__Task to complete__: From the material below, retype exactly the lines that begin at the line with "Put a point on every instance of the oval wooden" and end after the line with "Put a point on every instance of the stone"; pictures stay out of the copy.

__Dataset entries__:
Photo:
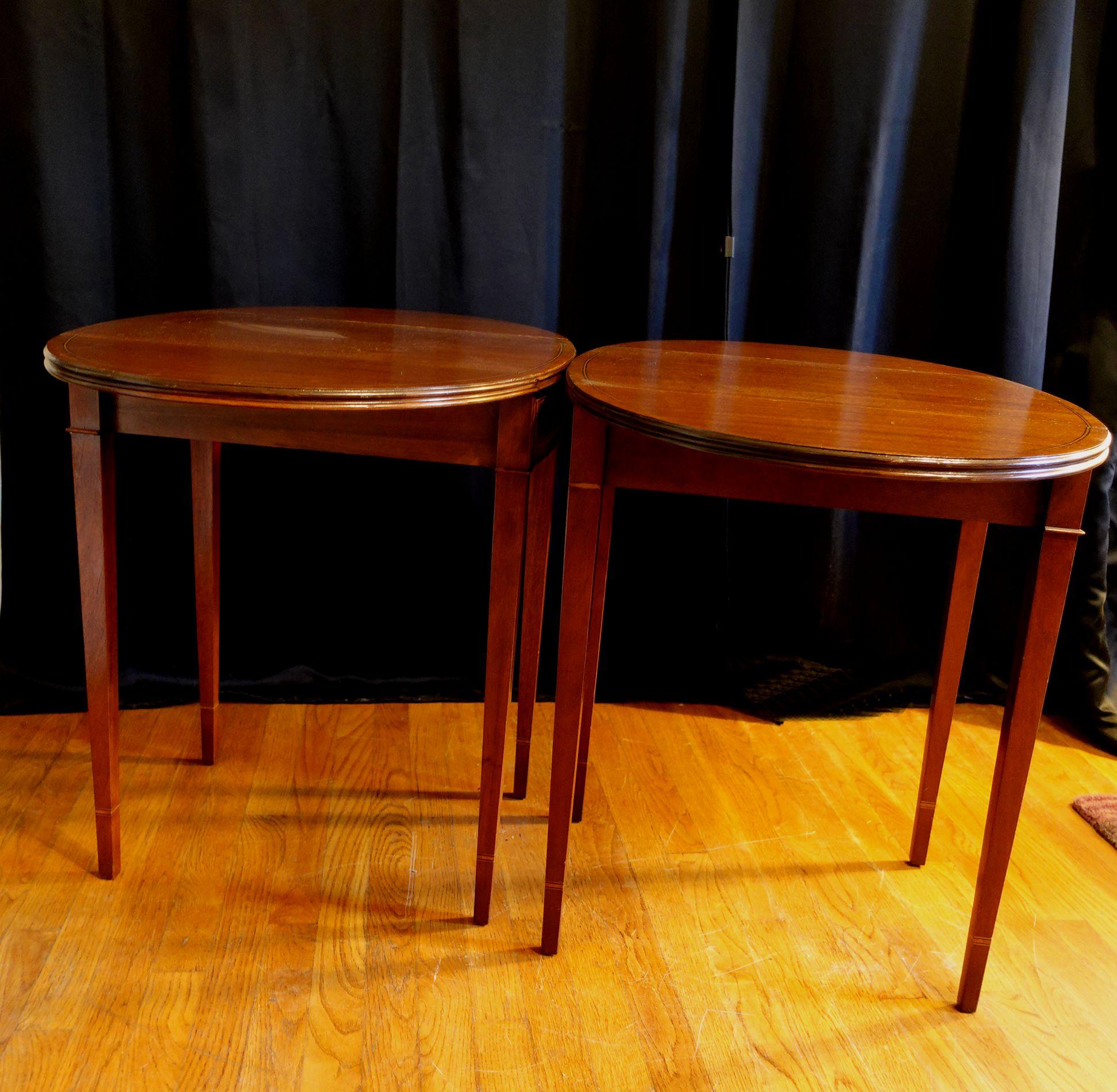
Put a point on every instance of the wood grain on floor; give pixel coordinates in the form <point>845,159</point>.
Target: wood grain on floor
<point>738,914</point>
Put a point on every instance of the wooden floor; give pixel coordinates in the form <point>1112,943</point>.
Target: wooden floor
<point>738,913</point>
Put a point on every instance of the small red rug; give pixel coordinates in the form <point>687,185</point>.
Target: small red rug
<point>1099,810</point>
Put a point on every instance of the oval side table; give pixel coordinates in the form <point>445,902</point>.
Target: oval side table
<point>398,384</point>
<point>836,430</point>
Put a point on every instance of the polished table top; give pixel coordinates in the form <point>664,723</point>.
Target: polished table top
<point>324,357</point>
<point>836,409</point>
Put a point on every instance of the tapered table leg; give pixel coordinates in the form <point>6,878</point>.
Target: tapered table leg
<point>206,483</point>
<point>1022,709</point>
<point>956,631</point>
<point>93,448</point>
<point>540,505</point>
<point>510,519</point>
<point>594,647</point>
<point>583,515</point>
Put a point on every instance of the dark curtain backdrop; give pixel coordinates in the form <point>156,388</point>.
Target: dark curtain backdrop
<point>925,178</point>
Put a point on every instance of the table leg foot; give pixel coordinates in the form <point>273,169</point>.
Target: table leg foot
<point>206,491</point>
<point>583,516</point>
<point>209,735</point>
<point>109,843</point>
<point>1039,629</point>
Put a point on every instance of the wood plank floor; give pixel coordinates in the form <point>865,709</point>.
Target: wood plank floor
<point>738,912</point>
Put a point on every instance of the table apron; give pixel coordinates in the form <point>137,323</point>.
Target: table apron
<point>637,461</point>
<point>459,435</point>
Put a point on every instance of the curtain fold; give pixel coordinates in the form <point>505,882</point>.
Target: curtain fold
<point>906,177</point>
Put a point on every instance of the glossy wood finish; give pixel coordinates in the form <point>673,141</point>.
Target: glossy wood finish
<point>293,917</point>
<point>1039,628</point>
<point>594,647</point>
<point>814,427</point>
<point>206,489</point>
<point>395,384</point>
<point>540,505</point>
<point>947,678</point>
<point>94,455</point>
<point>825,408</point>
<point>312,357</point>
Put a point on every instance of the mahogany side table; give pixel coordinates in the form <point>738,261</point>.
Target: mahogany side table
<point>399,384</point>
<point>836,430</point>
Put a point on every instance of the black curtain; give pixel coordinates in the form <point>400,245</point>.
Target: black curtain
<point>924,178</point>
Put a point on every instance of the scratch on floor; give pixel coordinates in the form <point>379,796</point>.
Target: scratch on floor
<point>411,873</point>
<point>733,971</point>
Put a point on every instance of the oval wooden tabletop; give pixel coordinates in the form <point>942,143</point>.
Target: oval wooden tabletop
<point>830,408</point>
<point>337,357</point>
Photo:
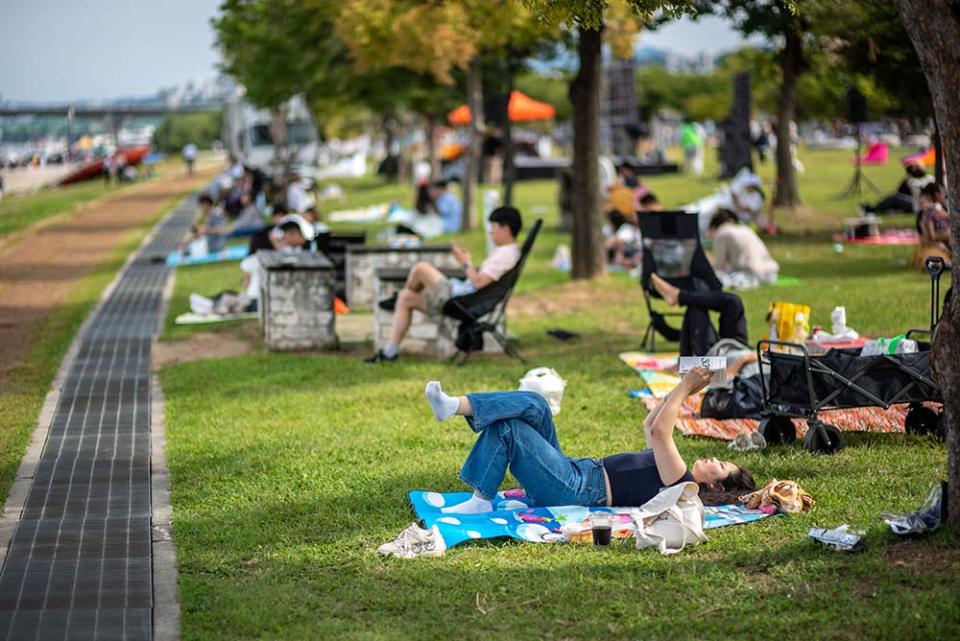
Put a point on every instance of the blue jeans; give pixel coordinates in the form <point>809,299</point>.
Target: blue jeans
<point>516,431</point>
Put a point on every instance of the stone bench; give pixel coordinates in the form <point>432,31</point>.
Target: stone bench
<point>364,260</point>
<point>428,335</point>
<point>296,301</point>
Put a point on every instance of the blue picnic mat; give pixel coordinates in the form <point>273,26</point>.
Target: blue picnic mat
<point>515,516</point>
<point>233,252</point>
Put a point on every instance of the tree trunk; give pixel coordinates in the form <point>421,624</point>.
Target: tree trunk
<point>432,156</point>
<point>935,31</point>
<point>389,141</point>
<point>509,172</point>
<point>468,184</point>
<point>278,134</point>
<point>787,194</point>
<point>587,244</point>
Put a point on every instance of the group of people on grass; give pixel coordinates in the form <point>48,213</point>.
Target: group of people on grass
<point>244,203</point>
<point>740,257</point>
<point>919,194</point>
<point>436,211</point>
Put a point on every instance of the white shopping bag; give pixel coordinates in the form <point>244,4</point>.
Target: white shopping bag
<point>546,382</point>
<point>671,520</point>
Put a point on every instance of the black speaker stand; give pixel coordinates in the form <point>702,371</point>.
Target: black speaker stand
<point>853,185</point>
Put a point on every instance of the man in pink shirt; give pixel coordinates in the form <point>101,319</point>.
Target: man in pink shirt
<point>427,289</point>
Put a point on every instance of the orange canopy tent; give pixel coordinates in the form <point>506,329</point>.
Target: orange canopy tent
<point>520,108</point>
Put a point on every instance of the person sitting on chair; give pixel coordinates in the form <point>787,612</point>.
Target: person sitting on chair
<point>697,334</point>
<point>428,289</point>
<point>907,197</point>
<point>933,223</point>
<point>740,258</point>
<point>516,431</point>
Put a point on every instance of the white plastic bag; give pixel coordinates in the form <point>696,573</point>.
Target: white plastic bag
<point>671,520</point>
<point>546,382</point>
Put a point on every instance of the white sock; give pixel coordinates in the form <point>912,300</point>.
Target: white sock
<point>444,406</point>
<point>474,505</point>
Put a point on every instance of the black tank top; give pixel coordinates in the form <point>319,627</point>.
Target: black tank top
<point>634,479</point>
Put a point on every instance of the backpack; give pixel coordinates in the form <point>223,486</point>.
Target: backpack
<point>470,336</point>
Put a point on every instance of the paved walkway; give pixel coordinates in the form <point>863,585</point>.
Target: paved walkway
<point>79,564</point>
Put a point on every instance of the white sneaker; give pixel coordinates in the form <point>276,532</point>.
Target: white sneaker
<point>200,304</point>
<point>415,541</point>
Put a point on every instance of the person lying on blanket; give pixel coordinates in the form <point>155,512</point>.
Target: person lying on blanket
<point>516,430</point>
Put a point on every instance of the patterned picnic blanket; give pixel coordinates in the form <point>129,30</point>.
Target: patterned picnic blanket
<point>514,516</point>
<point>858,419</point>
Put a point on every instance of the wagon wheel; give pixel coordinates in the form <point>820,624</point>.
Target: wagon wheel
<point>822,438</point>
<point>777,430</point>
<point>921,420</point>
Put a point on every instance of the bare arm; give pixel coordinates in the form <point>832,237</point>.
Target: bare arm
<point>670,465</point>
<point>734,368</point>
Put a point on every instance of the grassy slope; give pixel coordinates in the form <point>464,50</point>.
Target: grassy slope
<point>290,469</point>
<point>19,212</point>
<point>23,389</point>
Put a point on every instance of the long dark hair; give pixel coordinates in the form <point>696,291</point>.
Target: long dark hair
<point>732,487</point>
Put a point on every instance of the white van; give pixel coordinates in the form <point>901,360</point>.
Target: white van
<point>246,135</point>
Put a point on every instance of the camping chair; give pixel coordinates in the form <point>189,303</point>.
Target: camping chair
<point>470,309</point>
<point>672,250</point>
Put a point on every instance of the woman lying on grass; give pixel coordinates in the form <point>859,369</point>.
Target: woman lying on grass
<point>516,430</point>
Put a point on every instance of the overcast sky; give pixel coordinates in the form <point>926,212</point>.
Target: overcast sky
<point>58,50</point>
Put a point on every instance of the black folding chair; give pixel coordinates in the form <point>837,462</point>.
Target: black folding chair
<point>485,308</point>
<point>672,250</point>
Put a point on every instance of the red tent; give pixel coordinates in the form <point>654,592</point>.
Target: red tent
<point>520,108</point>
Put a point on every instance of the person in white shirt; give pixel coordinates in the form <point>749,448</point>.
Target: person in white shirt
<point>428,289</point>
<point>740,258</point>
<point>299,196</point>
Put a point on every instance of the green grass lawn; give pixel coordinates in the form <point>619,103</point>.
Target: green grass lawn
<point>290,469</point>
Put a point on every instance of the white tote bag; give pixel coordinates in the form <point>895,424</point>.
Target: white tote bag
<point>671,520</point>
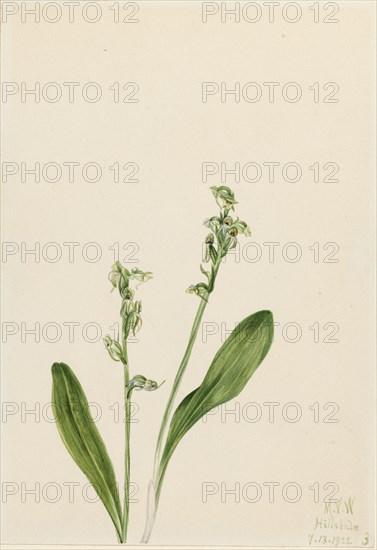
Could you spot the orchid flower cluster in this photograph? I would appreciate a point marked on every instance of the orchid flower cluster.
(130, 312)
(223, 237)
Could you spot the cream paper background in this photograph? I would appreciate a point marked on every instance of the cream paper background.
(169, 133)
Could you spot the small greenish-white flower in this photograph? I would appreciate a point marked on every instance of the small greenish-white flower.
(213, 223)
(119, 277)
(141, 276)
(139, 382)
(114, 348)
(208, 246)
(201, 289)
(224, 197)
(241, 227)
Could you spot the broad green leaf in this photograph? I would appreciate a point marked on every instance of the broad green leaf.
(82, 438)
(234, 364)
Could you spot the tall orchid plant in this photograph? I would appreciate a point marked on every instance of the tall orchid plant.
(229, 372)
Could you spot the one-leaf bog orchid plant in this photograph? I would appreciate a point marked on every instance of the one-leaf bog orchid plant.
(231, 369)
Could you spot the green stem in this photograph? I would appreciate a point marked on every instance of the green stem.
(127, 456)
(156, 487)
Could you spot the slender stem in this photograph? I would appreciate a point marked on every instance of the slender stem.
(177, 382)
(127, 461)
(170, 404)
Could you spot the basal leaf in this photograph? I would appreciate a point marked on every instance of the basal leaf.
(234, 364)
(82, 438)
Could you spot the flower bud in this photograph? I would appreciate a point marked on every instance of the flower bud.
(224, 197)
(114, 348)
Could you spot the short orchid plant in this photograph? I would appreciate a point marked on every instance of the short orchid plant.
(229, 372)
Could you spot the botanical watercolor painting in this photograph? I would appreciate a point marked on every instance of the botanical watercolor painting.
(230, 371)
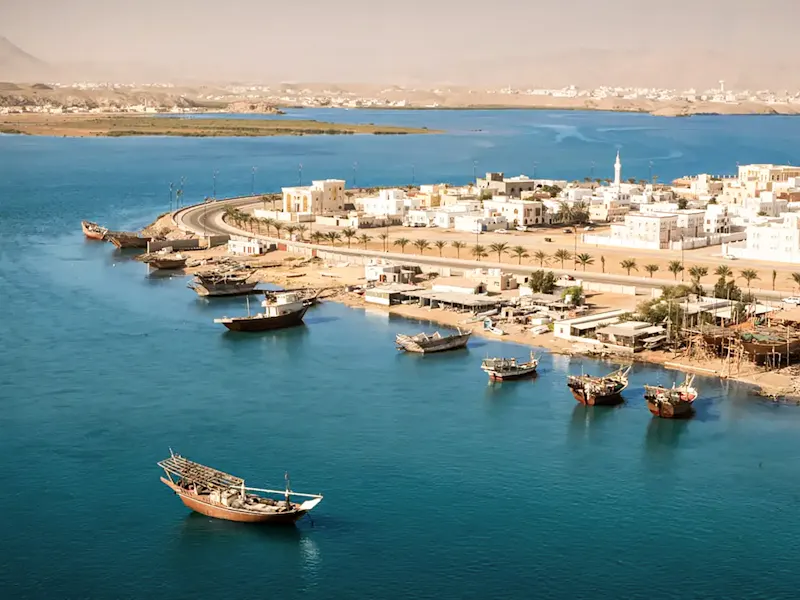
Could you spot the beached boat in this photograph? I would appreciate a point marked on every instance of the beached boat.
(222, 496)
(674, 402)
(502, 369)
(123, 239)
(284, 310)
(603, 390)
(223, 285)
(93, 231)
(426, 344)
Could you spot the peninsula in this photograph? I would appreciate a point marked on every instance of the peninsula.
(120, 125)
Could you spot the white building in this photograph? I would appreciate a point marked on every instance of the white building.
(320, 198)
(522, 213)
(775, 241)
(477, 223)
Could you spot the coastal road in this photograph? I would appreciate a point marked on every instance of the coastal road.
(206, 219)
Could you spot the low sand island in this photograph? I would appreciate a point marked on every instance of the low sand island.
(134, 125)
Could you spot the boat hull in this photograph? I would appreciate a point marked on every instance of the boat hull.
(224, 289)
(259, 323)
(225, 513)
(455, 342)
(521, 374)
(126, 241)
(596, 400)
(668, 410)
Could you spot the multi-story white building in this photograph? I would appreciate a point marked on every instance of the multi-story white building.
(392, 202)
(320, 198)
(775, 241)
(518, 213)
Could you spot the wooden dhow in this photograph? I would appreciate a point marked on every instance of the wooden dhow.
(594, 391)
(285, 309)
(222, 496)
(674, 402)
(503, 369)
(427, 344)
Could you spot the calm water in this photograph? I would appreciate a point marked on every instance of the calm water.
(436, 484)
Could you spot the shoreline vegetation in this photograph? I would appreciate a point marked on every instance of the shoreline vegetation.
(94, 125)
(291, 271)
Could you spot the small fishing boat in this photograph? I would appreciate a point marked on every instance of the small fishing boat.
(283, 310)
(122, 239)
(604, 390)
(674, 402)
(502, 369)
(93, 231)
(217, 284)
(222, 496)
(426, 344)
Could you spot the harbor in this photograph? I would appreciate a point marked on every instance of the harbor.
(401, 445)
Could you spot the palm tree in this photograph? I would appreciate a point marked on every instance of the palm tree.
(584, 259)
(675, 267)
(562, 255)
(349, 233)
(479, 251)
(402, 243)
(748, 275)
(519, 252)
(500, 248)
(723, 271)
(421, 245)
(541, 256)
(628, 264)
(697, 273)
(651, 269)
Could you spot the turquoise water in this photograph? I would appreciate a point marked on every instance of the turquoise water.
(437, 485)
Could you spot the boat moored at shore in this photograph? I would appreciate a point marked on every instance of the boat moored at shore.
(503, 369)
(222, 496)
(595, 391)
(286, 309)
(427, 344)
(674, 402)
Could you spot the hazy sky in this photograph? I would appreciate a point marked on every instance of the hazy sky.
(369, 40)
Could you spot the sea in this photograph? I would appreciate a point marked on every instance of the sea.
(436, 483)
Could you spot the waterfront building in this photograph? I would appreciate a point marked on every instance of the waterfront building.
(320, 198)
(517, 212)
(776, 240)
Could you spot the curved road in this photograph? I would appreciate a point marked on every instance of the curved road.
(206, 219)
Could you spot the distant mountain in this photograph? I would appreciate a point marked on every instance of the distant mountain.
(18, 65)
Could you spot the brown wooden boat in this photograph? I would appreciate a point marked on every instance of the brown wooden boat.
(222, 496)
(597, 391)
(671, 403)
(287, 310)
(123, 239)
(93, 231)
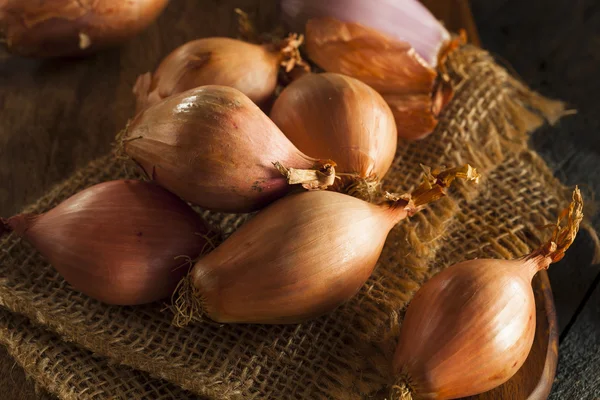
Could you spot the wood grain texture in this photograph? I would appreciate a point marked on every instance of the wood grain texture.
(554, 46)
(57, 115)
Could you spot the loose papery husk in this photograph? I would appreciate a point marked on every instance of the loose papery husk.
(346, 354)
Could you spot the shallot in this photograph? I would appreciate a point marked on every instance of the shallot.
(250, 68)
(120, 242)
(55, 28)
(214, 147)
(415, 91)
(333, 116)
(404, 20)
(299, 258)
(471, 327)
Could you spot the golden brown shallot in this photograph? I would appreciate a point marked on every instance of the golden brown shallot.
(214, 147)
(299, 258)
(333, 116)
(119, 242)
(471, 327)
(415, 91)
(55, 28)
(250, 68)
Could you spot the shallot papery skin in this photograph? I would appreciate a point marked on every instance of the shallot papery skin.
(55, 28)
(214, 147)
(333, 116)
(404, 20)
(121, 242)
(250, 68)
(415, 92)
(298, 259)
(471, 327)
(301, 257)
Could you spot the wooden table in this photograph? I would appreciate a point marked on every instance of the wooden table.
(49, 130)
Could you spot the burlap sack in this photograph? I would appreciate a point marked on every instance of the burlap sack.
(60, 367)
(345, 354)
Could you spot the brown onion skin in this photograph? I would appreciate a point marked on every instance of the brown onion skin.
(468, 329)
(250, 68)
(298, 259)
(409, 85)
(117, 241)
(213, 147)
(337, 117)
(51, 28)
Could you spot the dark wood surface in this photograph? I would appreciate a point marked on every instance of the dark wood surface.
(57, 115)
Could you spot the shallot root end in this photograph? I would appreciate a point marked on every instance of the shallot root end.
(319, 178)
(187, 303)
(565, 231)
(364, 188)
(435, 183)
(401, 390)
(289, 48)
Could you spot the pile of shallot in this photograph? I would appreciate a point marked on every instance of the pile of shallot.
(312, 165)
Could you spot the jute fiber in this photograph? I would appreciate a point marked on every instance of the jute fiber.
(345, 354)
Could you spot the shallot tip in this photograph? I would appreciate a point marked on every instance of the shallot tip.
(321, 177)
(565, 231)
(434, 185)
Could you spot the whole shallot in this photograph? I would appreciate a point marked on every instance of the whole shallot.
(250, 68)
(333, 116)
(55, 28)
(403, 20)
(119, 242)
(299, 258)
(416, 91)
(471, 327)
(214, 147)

__Answer below__:
Put a point on every instance of the oval wooden tabletop; give pixel coordinates in the form <point>942,143</point>.
Target: oval wooden tabletop
<point>830,408</point>
<point>337,357</point>
Photo:
Put a point on every instance of the blue jeans; give pixel coordinates in the form <point>809,299</point>.
Target: blue jeans
<point>516,431</point>
Put a point on every instance of the stone bench; give pixel coordinates in the form <point>432,31</point>.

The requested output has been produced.